TASK DIRECTIONS:
Report each line in the items below that contains the word "eroded", copying every such line in full.

(Items from a dataset)

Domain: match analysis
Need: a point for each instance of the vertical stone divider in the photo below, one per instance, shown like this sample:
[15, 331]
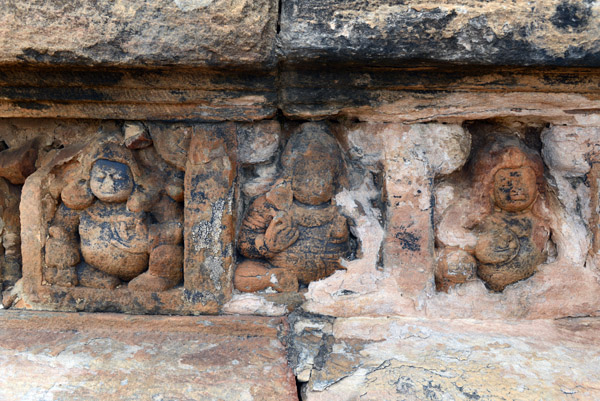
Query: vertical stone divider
[414, 156]
[409, 239]
[209, 213]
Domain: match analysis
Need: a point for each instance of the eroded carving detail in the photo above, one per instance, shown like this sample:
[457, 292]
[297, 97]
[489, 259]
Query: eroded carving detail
[120, 220]
[498, 231]
[294, 234]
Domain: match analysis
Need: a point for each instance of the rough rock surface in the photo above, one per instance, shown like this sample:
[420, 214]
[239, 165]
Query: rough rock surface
[414, 359]
[63, 356]
[192, 33]
[394, 275]
[548, 32]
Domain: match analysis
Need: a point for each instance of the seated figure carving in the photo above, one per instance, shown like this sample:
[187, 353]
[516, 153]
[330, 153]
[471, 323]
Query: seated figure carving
[110, 229]
[504, 229]
[294, 234]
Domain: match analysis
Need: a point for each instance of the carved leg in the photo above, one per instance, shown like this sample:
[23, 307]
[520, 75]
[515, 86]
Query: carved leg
[164, 270]
[252, 276]
[91, 277]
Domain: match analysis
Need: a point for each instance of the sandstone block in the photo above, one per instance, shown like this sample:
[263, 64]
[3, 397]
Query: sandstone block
[115, 357]
[414, 359]
[549, 32]
[200, 33]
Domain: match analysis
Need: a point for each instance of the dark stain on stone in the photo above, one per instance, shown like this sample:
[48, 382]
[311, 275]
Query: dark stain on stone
[53, 94]
[573, 15]
[31, 105]
[408, 240]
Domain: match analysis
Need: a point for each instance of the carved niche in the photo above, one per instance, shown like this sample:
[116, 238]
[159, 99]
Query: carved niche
[497, 230]
[294, 233]
[105, 222]
[16, 164]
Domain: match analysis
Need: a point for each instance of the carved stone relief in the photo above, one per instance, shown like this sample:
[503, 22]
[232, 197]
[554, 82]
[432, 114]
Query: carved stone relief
[16, 164]
[124, 214]
[294, 233]
[106, 221]
[498, 230]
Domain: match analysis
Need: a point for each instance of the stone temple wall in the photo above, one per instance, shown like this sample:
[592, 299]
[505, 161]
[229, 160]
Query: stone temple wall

SOLUTION TO THIS PROBLEM:
Need: a point for each instance of the eroded carving detail in the photo above, one per instance, shown like this sample:
Query: eroded carving detail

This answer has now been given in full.